• _HOW TO COMPLETE THIS TASK_: Omitting the pictures, output all of the records precisely as written.
++++ TASK MATERIAL ++++
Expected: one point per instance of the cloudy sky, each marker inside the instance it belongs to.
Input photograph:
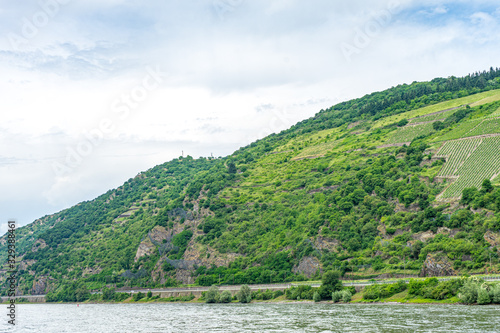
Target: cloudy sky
(93, 92)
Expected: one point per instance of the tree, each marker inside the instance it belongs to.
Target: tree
(245, 294)
(212, 295)
(231, 168)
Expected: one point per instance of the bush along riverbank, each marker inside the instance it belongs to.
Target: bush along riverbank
(465, 290)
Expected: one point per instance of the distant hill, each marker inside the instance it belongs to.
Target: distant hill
(373, 186)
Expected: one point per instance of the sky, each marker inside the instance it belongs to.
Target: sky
(93, 92)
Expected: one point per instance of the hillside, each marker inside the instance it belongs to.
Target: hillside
(386, 184)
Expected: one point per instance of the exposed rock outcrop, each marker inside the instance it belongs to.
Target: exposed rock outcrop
(308, 266)
(437, 264)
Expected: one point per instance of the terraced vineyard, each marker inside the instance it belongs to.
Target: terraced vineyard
(471, 161)
(456, 153)
(495, 114)
(461, 131)
(410, 132)
(433, 117)
(487, 126)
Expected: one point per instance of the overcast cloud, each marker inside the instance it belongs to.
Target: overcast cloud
(93, 92)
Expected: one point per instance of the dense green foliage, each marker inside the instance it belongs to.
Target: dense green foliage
(328, 191)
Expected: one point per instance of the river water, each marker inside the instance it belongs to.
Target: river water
(96, 318)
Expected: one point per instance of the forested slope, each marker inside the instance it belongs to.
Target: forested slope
(370, 186)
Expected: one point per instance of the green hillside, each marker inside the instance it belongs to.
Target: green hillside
(372, 186)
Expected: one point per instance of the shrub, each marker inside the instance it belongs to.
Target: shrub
(482, 296)
(468, 293)
(245, 294)
(225, 297)
(375, 292)
(496, 294)
(212, 295)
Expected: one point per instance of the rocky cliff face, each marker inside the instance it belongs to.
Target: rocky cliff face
(308, 266)
(437, 264)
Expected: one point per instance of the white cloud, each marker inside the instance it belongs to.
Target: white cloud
(231, 77)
++++
• _WRITTEN ANSWER_:
Expected: one point per instance of the cloudy sky, each marker inside the instance it belongs to.
Input photograph:
Target: cloudy sky
(93, 92)
Expected: one point per instance of the tree, each marker inside the instance it belongs to.
Target: tree
(245, 294)
(212, 295)
(231, 168)
Expected: one point per instance of the bush along riverbank, each marker inside the instance it belongs to.
Target: bush along riverbank
(465, 290)
Expected: one point per instance of the distant hill, each marker inside the instance it belongs to.
Target: distant hill
(373, 186)
Expected: one point per instance of the sky, each marker inside the instance it belongs to.
Target: sky
(93, 92)
Expected: one point per instance of the hillside, each marker inside the instance it belongs to.
Target: hillside
(386, 184)
Expected: one point per instance of the exposed rock outcrop, each marker inside the instance it belongs to.
Target: exposed rock outcrop
(308, 266)
(437, 264)
Expected: one point per instance of the terraced vineyard, each marker inside the instance it belongs to.
Target: terraced vineyard
(471, 161)
(456, 153)
(495, 114)
(461, 131)
(410, 132)
(433, 117)
(487, 126)
Expected: one point per instance of the overcast cloud, each marker inside the instance it belongs to.
Target: overcast cloud
(93, 92)
Expected: one point per instance of the dense green foliage, each marker inside the instance it belongs to.
Target: dense green foliage
(328, 191)
Expected: one point per instance of the river water, each marker inside the instance it belongs to.
Target: river water
(96, 318)
Expected: one point per instance of the forested slope, each marker inside the instance it belongs to.
Target: forested slope
(370, 186)
Expected: one point per instance of the green hillside, each marker inside the instance it belongs to.
Target: green hillside
(372, 186)
Expected: one point per instance of the shrub, each marker inside the instance it belongs to.
Target: shrub
(482, 296)
(468, 293)
(245, 294)
(225, 297)
(375, 292)
(496, 294)
(212, 295)
Expected: one point per instance of the rocky cliff face, each marker inside the instance it belongs to.
Target: rocky cliff face
(308, 266)
(437, 264)
Expected: one point per instance of the white cloud, each marker inside the instance it belongs to.
Target: white cloud
(231, 77)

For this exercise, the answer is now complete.